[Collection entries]
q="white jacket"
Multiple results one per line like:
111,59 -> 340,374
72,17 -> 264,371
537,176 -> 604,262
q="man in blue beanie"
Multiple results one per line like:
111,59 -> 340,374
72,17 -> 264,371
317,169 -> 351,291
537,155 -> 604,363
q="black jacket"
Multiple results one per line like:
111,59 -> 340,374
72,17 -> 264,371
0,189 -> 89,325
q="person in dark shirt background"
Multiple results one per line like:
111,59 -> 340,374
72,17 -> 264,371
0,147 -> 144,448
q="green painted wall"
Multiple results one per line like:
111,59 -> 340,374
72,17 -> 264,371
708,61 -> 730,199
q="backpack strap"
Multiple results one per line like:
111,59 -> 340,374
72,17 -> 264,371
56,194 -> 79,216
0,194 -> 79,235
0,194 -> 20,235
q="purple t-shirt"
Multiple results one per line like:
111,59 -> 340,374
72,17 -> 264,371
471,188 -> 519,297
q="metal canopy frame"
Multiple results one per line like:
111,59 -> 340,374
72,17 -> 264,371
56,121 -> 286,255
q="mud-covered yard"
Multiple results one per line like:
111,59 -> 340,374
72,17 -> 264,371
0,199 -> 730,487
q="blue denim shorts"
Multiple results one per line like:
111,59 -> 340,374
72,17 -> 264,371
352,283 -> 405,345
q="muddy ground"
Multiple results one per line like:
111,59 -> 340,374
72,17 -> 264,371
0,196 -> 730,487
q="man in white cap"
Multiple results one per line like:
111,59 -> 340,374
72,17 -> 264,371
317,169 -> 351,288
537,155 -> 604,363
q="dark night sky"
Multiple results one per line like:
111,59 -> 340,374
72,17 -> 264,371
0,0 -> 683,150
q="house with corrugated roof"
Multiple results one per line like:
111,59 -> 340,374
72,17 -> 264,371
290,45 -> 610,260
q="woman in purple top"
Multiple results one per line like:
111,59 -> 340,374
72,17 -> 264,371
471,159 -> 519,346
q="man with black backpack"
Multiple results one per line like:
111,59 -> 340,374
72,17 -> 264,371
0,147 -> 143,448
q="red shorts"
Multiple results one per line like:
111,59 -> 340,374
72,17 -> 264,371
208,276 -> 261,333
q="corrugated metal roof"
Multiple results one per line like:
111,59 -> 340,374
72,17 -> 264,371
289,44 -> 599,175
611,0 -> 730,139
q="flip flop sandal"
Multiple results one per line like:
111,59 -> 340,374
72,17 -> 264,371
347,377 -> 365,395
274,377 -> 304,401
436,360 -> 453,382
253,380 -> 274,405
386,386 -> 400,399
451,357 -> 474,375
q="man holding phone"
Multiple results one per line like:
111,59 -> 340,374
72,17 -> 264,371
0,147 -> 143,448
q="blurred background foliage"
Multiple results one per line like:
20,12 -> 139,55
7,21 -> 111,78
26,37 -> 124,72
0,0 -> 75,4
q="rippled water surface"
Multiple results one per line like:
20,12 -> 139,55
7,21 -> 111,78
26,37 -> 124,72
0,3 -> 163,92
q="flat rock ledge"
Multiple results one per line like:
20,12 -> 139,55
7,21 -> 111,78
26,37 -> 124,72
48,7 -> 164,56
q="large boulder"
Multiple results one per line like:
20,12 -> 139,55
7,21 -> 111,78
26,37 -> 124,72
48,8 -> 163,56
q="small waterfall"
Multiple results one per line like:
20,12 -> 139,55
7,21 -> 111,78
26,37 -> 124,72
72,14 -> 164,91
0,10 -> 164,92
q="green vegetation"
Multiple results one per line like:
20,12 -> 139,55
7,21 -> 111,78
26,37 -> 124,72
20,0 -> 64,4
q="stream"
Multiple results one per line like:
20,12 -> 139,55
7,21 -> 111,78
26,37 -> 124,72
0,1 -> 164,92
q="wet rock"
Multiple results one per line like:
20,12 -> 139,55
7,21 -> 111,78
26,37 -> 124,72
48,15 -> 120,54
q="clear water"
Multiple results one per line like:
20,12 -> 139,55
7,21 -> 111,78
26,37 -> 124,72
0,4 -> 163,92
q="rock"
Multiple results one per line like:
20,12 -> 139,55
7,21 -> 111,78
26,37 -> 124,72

Aim of the task —
Could you return every line of the material above unchanged, from first to last?

Task output —
q="white jacket"
Multiple results one per line like:
111,59 -> 340,374
72,17 -> 264,371
537,176 -> 604,262
q="man in blue beanie"
Multiple results one per line like:
111,59 -> 340,374
72,17 -> 264,371
317,169 -> 351,291
537,155 -> 604,363
q="black jacket"
Multiple results one per line like:
111,59 -> 340,374
72,17 -> 264,371
0,189 -> 89,325
q="person in dark shirt background"
Multiple results one per line like:
111,59 -> 340,374
72,17 -> 264,371
0,147 -> 144,448
q="green painted wall"
Multiple results one per line like:
111,59 -> 340,374
72,17 -> 264,371
708,61 -> 730,199
q="backpack strap"
Multiple results one per line like:
111,59 -> 340,374
72,17 -> 264,371
56,194 -> 79,216
0,194 -> 79,235
0,194 -> 20,235
q="purple t-shirt"
Multiple results one per line like:
111,59 -> 340,374
72,17 -> 264,371
471,188 -> 519,297
q="metal canopy frame"
Multiple results one per line like:
111,59 -> 340,374
72,17 -> 264,371
56,121 -> 286,255
q="mud-covered yard"
Multiple results one per line like:
111,59 -> 340,374
72,17 -> 264,371
0,199 -> 730,487
q="blue denim shorts"
Multiple results one per line like:
111,59 -> 340,374
72,17 -> 264,371
352,283 -> 405,345
q="muddy ground"
Multiple results one per line like:
111,59 -> 340,374
72,17 -> 264,371
0,196 -> 730,487
q="man in white cap"
Multiple results one per line like:
111,59 -> 340,374
72,17 -> 264,371
317,169 -> 351,288
537,155 -> 604,363
q="dark night sky"
Multiple results one per line like:
111,59 -> 340,374
72,17 -> 264,371
0,0 -> 683,150
q="house with corrugated roof"
Multiple results one per line like:
111,59 -> 340,374
72,17 -> 264,371
290,45 -> 610,260
q="woman in purple top"
Multiple results one per line like:
111,59 -> 340,374
72,17 -> 264,371
471,159 -> 519,346
q="man with black backpack"
Multiple results one per line like:
111,59 -> 340,374
72,17 -> 264,371
0,147 -> 143,448
q="red shorts"
Multiple results one per line like:
111,59 -> 340,374
72,17 -> 264,371
208,276 -> 261,333
q="corrugated metal roof"
Multiple results one per line like:
111,59 -> 340,374
72,17 -> 264,371
289,44 -> 599,175
611,0 -> 730,139
q="flip flop sandal"
Multiple results one per line like:
111,59 -> 340,374
72,17 -> 264,371
347,377 -> 365,395
274,377 -> 304,401
436,360 -> 453,382
253,380 -> 274,405
386,386 -> 400,399
451,357 -> 474,375
q="man holding phone"
Multiple results one per line like:
111,59 -> 340,374
72,17 -> 264,371
0,147 -> 143,448
q="blurred background foliage"
Multiple results one per line like:
20,12 -> 139,55
7,21 -> 111,78
26,37 -> 124,72
0,0 -> 75,4
q="rippled water surface"
Multiple results one per line like:
20,12 -> 139,55
7,21 -> 111,78
26,37 -> 124,72
0,3 -> 163,92
q="flat rock ledge"
Multiple results one per line like:
20,12 -> 139,55
7,21 -> 111,78
26,37 -> 124,72
48,7 -> 164,56
q="large boulder"
Multiple results one per line like:
20,12 -> 139,55
7,21 -> 111,78
26,37 -> 124,72
48,8 -> 163,56
q="small waterfall"
Multiple results one per line like:
20,12 -> 139,55
7,21 -> 111,78
26,37 -> 124,72
72,14 -> 164,91
0,10 -> 164,92
q="green vegetation"
Multiple results one per line like:
20,12 -> 139,55
7,21 -> 111,78
26,37 -> 124,72
20,0 -> 64,4
q="stream"
Multiple results one per line like:
20,12 -> 139,55
7,21 -> 111,78
26,37 -> 124,72
0,1 -> 164,92
q="wet rock"
Multiple results one per line like:
20,12 -> 139,55
7,21 -> 111,78
26,37 -> 124,72
48,15 -> 120,54
q="clear water"
Multiple results one per line like:
20,12 -> 139,55
7,21 -> 111,78
26,37 -> 124,72
0,4 -> 163,92
q="rock"
Multiple results one per line like:
20,12 -> 139,55
7,21 -> 111,78
26,37 -> 124,72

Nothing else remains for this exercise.